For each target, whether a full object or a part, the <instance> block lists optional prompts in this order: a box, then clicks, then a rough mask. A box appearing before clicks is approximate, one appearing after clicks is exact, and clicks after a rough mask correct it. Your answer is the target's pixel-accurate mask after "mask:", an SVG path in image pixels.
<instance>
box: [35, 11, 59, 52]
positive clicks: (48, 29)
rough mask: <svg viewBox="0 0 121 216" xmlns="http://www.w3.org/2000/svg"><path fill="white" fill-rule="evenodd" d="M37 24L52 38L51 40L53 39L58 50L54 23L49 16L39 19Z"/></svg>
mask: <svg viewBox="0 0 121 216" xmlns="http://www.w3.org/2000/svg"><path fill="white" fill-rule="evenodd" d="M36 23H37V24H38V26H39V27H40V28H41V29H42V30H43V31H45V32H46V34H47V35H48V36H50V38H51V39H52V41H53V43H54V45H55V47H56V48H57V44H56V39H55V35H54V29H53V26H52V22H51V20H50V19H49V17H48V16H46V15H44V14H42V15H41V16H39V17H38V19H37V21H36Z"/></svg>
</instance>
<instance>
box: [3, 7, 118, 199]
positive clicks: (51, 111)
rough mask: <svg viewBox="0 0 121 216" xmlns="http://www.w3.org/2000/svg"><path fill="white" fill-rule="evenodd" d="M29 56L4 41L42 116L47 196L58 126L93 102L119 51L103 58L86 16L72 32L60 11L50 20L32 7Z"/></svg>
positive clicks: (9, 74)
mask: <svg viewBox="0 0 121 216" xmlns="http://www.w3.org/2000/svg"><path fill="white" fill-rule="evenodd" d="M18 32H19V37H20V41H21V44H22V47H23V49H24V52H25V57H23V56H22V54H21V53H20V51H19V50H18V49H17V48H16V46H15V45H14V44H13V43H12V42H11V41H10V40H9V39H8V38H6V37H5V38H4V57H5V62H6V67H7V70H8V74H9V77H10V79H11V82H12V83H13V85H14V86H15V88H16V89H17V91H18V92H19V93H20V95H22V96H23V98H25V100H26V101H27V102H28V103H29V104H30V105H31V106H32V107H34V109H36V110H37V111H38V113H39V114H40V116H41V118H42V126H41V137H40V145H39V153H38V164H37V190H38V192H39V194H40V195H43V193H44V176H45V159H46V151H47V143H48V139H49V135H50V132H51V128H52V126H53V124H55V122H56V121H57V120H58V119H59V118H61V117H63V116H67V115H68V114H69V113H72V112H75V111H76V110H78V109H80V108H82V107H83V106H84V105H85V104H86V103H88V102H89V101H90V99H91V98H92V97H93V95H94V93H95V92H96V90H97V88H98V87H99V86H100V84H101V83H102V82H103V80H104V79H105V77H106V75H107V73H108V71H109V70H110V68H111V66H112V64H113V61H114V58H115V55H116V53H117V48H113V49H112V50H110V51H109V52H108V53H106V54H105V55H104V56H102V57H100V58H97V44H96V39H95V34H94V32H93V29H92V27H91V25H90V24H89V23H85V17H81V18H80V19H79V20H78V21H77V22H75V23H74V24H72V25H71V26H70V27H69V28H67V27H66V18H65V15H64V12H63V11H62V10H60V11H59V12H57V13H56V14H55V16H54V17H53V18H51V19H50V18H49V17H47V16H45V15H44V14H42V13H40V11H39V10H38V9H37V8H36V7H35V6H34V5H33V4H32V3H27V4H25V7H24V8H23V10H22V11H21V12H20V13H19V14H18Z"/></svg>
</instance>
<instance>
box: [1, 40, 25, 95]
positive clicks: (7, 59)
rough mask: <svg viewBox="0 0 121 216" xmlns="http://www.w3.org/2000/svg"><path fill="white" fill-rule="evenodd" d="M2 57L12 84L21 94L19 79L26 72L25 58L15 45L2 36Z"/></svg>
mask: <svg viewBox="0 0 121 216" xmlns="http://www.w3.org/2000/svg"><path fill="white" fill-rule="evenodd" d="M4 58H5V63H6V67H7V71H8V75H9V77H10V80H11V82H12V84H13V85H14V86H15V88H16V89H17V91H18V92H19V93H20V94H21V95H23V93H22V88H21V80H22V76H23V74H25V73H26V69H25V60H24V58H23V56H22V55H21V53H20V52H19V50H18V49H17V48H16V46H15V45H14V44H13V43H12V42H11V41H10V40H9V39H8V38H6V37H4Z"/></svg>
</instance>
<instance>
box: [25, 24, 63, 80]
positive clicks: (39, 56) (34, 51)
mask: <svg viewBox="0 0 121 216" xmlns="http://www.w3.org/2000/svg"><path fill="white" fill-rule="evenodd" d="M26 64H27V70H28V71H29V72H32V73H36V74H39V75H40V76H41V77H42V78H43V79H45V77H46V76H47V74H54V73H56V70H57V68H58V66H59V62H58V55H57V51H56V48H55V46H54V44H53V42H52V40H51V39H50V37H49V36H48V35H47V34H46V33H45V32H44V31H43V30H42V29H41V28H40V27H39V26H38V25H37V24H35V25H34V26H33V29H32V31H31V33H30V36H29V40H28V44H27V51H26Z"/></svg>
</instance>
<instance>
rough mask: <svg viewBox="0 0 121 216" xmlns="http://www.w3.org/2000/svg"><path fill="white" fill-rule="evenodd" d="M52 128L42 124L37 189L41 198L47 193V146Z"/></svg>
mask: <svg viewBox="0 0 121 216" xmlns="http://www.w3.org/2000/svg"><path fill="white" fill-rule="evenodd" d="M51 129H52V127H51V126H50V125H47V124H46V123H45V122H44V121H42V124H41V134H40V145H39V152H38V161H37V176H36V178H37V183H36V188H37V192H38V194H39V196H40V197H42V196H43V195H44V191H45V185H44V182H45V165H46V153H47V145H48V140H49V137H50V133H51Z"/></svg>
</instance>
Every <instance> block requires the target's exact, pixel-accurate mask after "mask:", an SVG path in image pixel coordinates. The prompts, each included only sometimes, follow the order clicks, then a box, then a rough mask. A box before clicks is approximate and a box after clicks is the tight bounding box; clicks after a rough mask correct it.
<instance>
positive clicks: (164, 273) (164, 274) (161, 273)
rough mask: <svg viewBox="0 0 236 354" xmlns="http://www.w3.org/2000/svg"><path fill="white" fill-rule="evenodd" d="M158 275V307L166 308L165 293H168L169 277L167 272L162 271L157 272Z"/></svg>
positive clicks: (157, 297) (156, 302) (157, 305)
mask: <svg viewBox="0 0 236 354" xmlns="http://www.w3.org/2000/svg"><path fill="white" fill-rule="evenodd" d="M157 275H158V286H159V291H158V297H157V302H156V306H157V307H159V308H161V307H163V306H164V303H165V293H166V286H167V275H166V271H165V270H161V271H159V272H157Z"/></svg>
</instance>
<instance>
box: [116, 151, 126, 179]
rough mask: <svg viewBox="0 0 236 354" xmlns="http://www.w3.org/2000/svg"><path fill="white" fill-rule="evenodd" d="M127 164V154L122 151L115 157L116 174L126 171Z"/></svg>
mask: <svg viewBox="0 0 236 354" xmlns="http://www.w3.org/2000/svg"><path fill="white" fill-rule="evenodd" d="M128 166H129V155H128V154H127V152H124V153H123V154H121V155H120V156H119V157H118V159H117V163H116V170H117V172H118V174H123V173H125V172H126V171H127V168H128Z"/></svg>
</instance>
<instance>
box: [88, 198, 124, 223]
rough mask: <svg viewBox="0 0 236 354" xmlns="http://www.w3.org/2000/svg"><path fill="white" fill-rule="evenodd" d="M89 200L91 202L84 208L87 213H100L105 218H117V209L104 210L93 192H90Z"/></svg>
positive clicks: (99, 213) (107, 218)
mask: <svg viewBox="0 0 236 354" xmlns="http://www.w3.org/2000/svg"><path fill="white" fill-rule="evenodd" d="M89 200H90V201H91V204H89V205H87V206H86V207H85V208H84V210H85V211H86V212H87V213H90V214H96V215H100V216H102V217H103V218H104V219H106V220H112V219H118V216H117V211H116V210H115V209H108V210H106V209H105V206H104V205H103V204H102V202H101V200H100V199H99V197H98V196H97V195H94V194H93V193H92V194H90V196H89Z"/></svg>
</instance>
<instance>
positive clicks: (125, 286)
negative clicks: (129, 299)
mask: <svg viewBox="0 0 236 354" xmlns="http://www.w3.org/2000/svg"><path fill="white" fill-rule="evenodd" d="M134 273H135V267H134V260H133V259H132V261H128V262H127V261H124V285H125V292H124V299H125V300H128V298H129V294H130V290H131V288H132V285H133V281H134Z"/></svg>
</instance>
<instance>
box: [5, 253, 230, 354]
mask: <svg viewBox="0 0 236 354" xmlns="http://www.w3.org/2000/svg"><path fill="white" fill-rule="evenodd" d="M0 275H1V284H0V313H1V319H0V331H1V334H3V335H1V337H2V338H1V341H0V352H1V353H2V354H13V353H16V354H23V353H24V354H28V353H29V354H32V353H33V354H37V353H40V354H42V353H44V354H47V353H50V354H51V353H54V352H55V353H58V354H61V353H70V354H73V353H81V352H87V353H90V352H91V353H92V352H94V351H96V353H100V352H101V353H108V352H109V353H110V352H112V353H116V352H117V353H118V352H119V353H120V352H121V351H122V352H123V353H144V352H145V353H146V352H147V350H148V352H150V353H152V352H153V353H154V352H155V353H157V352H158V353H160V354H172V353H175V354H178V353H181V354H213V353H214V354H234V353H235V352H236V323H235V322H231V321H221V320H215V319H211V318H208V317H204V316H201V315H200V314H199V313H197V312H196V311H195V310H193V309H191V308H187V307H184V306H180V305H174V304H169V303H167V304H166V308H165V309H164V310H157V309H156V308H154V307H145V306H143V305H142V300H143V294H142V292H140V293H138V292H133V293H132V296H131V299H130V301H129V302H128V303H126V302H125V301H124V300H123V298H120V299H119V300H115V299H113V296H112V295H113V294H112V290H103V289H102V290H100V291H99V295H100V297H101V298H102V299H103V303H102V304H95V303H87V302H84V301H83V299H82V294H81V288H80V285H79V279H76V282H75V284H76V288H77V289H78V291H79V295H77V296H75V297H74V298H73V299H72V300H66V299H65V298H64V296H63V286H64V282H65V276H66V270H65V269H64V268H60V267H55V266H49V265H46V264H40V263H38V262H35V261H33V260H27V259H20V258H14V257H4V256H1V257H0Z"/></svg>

────────────────────

- [TO DO]: Rewrite the data from its first line through the line containing "box: [35, 11, 59, 52]", replacing "optional" with "possible" and leaving everything else unchanged.

- [OUTPUT FOR THIS TASK]:
For each target, whether a full object or a part, the <instance> block lists possible prompts in this order: a box, then clicks, then a rough mask. A box appearing before clicks is approximate, one appearing after clicks is exact, and clicks after a rough mask correct it. Your answer is the target's pixel-accurate mask after "mask:", an SVG path in image pixels.
<instance>
box: [35, 11, 59, 52]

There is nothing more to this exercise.